* [Set of tasks]
• A. According to the charter text, on what date does the Restated Charter take effect?
• B. Write out the charter text from "2. The Charter" to "April 3, 1998.", swapping "Superintendent of Insurance" for "Commissioner of Insurance".

* [Text shown]
--- START ---
2. The Charter was initially filed in the office of the Superintendent of Insurance of the State of New York on November 20, 1996 and amended on April 3, 1998.
3. The Charter is amended (a) at Article Three to reflect changes made to section one thousand one hundred thirteen of the Insurance Law of the State of New York, (b) at Article Five by changing the minimum number of directors from thirteen to seven, (c) at Article Six by changing the requirement for New York residency of a director from three to one director, and (d) at Article Six by adding authority to change the date of the Annual Meeting. The text of the Charter is hereby restated as amended to read as set forth below in full, and such Restated Charter shall be effective April 4, 2011:
ARTICLE ONE
The name of the corporation is TIAA-CREF Life Insurance Company.
ARTICLE TWO
The principal office of the corporation is in the County of New York, City of New York, New York.
--- END ---
* [Raw data]
--- START ---
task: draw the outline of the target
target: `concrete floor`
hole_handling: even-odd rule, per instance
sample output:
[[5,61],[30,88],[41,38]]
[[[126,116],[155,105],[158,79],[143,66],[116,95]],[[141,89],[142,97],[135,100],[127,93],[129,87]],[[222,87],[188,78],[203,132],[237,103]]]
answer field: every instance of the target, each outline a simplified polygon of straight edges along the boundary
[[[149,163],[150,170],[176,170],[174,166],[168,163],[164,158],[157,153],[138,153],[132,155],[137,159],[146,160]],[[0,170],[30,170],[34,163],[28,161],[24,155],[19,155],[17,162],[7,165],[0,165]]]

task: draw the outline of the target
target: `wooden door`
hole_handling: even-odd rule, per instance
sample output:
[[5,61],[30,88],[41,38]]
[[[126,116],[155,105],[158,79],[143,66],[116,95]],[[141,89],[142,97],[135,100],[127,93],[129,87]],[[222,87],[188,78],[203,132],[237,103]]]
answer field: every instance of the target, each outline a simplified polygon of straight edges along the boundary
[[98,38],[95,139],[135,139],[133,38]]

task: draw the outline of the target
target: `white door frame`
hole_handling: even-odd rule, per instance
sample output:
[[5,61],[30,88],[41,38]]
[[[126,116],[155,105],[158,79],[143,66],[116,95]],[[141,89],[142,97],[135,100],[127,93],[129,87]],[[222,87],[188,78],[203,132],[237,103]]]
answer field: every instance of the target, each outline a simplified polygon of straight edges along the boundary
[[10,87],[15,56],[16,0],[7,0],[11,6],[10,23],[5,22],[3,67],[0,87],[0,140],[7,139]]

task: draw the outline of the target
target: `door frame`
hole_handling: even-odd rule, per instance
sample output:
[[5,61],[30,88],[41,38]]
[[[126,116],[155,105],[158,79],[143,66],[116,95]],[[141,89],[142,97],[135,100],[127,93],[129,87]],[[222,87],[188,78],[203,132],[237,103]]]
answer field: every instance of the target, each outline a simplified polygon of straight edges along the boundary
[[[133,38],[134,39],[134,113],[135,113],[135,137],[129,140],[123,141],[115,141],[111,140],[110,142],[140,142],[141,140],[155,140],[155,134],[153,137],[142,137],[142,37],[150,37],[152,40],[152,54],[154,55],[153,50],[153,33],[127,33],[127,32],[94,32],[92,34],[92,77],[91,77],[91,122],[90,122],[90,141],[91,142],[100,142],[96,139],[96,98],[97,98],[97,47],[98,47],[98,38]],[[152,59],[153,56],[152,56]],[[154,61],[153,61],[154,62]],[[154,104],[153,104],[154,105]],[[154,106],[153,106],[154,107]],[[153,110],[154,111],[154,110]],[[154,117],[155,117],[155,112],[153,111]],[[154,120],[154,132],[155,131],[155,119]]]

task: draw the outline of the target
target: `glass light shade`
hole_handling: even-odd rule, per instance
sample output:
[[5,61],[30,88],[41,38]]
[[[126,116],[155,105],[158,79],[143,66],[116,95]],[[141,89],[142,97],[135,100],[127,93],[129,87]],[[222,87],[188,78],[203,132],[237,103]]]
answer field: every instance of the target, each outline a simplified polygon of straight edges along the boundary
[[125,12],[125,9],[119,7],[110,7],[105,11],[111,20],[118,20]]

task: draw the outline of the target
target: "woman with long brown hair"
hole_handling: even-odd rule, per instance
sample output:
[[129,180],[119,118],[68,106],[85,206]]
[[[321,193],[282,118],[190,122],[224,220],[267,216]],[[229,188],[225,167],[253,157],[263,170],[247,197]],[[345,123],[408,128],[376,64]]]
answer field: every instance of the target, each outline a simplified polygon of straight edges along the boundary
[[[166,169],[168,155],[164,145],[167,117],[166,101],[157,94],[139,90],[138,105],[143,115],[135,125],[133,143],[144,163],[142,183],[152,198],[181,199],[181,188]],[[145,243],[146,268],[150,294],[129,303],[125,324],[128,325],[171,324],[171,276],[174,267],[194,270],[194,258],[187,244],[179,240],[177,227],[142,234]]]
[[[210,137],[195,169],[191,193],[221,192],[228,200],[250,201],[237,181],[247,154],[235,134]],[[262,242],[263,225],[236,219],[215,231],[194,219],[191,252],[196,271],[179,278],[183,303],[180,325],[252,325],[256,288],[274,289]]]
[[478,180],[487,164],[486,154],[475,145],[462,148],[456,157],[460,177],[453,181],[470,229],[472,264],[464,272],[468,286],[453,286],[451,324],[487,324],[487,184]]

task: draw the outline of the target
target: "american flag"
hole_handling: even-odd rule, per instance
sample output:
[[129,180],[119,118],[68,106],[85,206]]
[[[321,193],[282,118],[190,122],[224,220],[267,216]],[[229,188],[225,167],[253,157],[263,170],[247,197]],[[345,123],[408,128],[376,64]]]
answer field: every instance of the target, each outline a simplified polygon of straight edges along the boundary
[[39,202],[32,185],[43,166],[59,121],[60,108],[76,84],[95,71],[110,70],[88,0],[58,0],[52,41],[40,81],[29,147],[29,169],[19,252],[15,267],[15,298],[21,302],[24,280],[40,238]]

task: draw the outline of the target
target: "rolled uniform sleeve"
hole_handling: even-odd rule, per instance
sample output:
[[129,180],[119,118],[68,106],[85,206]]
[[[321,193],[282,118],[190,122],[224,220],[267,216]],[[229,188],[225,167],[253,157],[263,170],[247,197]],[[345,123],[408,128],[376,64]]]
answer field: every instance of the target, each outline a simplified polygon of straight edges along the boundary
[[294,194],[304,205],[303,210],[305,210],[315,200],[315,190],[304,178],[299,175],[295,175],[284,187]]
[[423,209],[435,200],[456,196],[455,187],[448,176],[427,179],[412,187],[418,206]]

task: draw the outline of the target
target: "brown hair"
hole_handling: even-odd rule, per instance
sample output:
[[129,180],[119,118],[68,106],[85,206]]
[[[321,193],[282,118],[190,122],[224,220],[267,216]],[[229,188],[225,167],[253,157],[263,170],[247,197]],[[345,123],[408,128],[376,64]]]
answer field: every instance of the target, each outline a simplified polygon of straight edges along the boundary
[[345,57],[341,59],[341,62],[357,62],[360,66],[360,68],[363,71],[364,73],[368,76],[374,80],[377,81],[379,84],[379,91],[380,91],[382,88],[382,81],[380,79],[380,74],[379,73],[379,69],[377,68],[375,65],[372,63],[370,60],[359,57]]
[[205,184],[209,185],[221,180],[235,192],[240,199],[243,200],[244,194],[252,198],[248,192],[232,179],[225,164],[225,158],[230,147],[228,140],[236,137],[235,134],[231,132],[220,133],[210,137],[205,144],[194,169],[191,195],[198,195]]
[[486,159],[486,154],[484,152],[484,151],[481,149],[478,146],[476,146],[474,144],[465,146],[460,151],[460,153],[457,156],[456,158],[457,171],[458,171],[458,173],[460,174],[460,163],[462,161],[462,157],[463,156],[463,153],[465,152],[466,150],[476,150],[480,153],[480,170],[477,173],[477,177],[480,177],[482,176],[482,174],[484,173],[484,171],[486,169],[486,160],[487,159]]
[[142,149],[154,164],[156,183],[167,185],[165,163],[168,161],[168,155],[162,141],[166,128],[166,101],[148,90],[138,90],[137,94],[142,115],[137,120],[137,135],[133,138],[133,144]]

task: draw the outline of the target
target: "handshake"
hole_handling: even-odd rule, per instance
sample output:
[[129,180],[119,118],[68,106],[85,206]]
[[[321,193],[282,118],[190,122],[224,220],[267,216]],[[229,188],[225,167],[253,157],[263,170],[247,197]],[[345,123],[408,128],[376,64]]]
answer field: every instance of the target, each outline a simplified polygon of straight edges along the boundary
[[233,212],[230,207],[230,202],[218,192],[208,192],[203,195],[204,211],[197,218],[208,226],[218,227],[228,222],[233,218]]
--- END ---
* [Results for the exercise]
• A. April 4, 2011

• B.
2. The Charter was initially filed in the office of the Commissioner of Insurance of the State of New York on November 20, 1996 and amended on April 3, 1998.